» Data supplied
◇ ◇ ◇ ◇

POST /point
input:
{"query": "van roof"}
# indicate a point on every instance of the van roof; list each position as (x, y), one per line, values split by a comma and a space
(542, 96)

◇ ◇ ◇ ◇

» Work item
Return exactly the lines from the line holding "# indicate a" to the last line of the data, with both of those lines included and nothing added.

» Task answer
# indicate a point on every instance of the van roof; list each position as (x, y), one per line, values split by a comma and a space
(542, 96)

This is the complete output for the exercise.